Postgres Releases, PostgreSQL Survey, Partitioning vs. Sharding, Bulk Loading

In this episode of Scaling Postgres, we discuss new Postgres releases, taking the 2023 State of PostgreSQL survey, partitioning vs. sharding and the fastest way to do bulk loads.

Content Discussed

YouTube Video

Podcast Audio

Transcript

All right. I hope you, your friends, family, and coworkers continue to do well. Well, you take a week off and there is a deluge of posts in the last two weeks. So there's a lot of content to go over there for these past two weeks. But the first piece of content- "PostgreSQL 15.4, 14.9, 13.12, 12.16, 11.21, and PostgreSQL 16 Beta 3 Released!". This is from postgresql.org. These particular releases address two security issues. The first one is an extension script; substitutions within quoting allow SQL injection.

The second issue was MERGE fails to enforce UPDATE or SELECT row security policies. So you may want to update for that purpose. As well as there have been 40 bug fixes for all of these releases. The most significant one to be aware of is if you're using BRIN indexes, so they have a fixed for handling NULL and BRIN indexes and it will require you to re-index your BRIN indexes, so keep that in mind, if you're going to update to this next version. And then lastly, there is a notice that PostgreSQL 11 has End of Life on November 9th, 2023. So check this post out if you want to learn more.

Next piece of content- "The 2023 State of PostgreSQL Survey Is Now Open!". This is from timescale.com. And they did a survey last year where they show the results here but there is a link to take the survey here. So please go ahead and take out the surveys so we can see what the perspective of the community is like this year.

Next piece of content- "PGSQL Phriday #011". This is from pgsqlphriday.com and they announced the new blogging event which has already happened. The event was about partitioning and sharding. So this next post talks about partitioning versus sharding in PostgreSQL from tomasz-gintowt.medium.com. And this is essentially the challenge post about what it should cover. The next post related to the partitioning and sharding event is actually the one I relate to the most, meaning I kind of agree with a lot of what was mentioned here.

And this is "Partitioning: we need it!" from hdombrovskaya.wordpress.com. And she says quote "Like many others, I never did sharding 'for real', that is, in a production environment". And I too have not done that, I've only done partitioning. And just to level set where things are, partitioning is where you take a table and you break it up into multiple tables using typically declarative partitioning in Postgres. So it has a built-in capability to split out tables into multiple child tables.

STATED GOAL:
From the Scaling Postgres episode text above, lift out everything from "Postgres Releases, PostgreSQL" down to "allow SQL injection.", word for word.

LISTED ENTRIES:
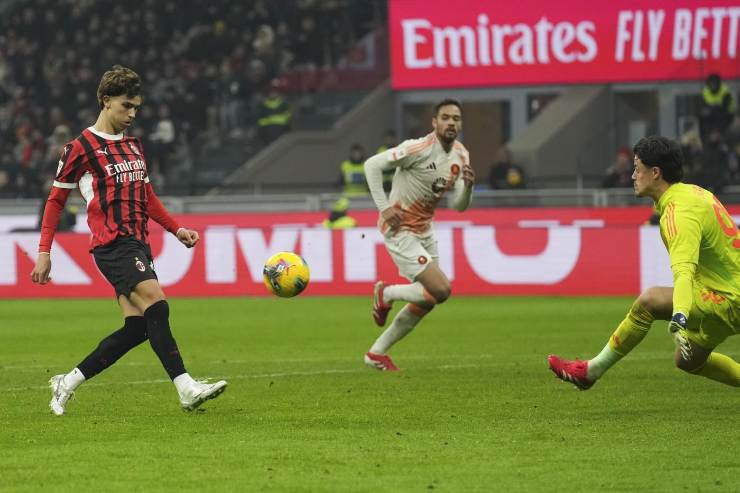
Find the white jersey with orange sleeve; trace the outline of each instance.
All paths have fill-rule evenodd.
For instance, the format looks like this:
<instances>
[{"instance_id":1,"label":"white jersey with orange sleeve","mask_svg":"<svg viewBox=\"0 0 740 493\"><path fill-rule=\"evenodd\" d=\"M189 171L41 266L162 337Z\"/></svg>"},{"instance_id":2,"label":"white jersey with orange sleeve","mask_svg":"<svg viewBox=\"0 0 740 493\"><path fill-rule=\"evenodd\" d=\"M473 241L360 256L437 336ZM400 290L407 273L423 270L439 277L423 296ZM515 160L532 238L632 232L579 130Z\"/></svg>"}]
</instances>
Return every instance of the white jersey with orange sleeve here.
<instances>
[{"instance_id":1,"label":"white jersey with orange sleeve","mask_svg":"<svg viewBox=\"0 0 740 493\"><path fill-rule=\"evenodd\" d=\"M470 189L461 177L463 166L469 164L465 146L456 140L448 153L432 132L371 157L365 162L365 176L381 212L390 205L399 207L403 211L399 229L424 233L431 227L434 211L448 190L454 193L453 204L457 210L465 210L470 204ZM387 198L382 172L393 168L397 169ZM382 217L378 225L385 232L387 225Z\"/></svg>"}]
</instances>

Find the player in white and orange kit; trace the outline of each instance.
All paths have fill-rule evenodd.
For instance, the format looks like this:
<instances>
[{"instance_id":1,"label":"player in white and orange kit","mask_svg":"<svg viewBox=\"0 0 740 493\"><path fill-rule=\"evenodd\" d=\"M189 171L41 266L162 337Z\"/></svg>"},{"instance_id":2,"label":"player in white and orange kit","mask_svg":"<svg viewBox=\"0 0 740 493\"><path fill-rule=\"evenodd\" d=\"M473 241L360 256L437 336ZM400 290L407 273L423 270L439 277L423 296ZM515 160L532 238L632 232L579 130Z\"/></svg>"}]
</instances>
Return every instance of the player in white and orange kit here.
<instances>
[{"instance_id":1,"label":"player in white and orange kit","mask_svg":"<svg viewBox=\"0 0 740 493\"><path fill-rule=\"evenodd\" d=\"M446 192L462 212L472 198L475 173L467 149L458 142L462 129L460 103L445 99L434 107L434 131L377 154L365 162L365 176L380 211L378 227L399 273L411 284L375 284L373 319L385 325L394 301L406 301L365 354L365 363L378 370L398 371L388 350L408 335L435 305L450 297L450 281L439 268L432 220ZM390 197L383 191L383 171L395 169Z\"/></svg>"}]
</instances>

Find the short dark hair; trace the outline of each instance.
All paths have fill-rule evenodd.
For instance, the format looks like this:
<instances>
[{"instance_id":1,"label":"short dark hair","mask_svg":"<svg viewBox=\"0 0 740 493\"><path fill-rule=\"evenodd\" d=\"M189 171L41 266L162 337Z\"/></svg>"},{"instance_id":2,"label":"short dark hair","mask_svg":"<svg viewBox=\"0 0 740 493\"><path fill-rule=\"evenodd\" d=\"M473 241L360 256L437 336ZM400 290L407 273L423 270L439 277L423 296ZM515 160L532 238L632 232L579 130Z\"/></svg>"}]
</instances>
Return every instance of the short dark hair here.
<instances>
[{"instance_id":1,"label":"short dark hair","mask_svg":"<svg viewBox=\"0 0 740 493\"><path fill-rule=\"evenodd\" d=\"M436 105L434 105L434 116L436 117L439 114L439 109L442 106L450 106L450 105L457 106L458 109L460 110L460 113L462 113L462 105L460 104L460 101L458 101L457 99L446 98L440 101L439 103L437 103Z\"/></svg>"},{"instance_id":2,"label":"short dark hair","mask_svg":"<svg viewBox=\"0 0 740 493\"><path fill-rule=\"evenodd\" d=\"M676 183L683 178L683 151L675 140L650 135L637 141L632 150L645 166L660 168L663 179L668 183Z\"/></svg>"},{"instance_id":3,"label":"short dark hair","mask_svg":"<svg viewBox=\"0 0 740 493\"><path fill-rule=\"evenodd\" d=\"M98 105L100 109L103 109L103 96L121 96L124 94L128 98L139 96L141 94L141 78L130 68L123 65L114 65L100 78L100 84L98 85Z\"/></svg>"}]
</instances>

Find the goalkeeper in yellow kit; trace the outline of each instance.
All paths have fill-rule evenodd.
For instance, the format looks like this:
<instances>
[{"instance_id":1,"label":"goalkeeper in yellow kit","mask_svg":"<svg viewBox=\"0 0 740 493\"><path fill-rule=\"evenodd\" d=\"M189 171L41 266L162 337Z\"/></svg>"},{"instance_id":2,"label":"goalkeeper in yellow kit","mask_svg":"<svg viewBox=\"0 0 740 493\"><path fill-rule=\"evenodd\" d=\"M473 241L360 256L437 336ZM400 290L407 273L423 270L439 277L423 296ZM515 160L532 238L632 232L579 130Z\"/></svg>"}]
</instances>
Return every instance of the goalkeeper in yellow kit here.
<instances>
[{"instance_id":1,"label":"goalkeeper in yellow kit","mask_svg":"<svg viewBox=\"0 0 740 493\"><path fill-rule=\"evenodd\" d=\"M550 355L550 369L558 378L588 389L642 341L654 320L668 320L678 368L740 387L740 363L715 351L740 332L738 228L712 193L681 183L683 155L676 142L645 137L633 150L635 195L655 201L674 287L642 293L593 359L569 361Z\"/></svg>"}]
</instances>

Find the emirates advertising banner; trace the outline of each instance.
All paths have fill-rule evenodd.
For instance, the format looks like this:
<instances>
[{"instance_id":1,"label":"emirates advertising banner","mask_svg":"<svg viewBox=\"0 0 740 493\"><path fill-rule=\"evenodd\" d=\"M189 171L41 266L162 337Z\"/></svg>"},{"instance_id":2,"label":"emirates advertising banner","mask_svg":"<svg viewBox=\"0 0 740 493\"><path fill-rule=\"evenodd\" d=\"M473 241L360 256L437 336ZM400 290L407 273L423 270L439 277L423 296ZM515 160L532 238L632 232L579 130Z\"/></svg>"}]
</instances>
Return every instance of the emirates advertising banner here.
<instances>
[{"instance_id":1,"label":"emirates advertising banner","mask_svg":"<svg viewBox=\"0 0 740 493\"><path fill-rule=\"evenodd\" d=\"M395 89L740 78L733 0L390 0Z\"/></svg>"},{"instance_id":2,"label":"emirates advertising banner","mask_svg":"<svg viewBox=\"0 0 740 493\"><path fill-rule=\"evenodd\" d=\"M740 208L730 208L731 213ZM668 255L649 207L438 211L440 266L457 295L634 295L672 285ZM406 283L385 250L377 214L353 214L358 226L329 230L323 213L178 216L200 243L187 249L150 223L154 267L170 296L270 296L264 261L301 254L311 281L301 296L370 296L378 279ZM737 219L737 217L736 217ZM58 233L52 281L31 282L38 232L34 216L0 216L0 298L113 297L88 252L84 216Z\"/></svg>"}]
</instances>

COMPLETE RESPONSE:
Postgres Releases, PostgreSQL Survey, Partitioning vs. Sharding, Bulk Loading

In this episode of Scaling Postgres, we discuss new Postgres releases, taking the 2023 State of PostgreSQL survey, partitioning vs. sharding and the fastest way to do bulk loads.

Content Discussed

YouTube Video

Podcast Audio

Transcript

All right. I hope you, your friends, family, and coworkers continue to do well. Well, you take a week off and there is a deluge of posts in the last two weeks. So there's a lot of content to go over there for these past two weeks. But the first piece of content- "PostgreSQL 15.4, 14.9, 13.12, 12.16, 11.21, and PostgreSQL 16 Beta 3 Released!". This is from postgresql.org. These particular releases address two security issues. The first one is an extension script; substitutions within quoting allow SQL injection.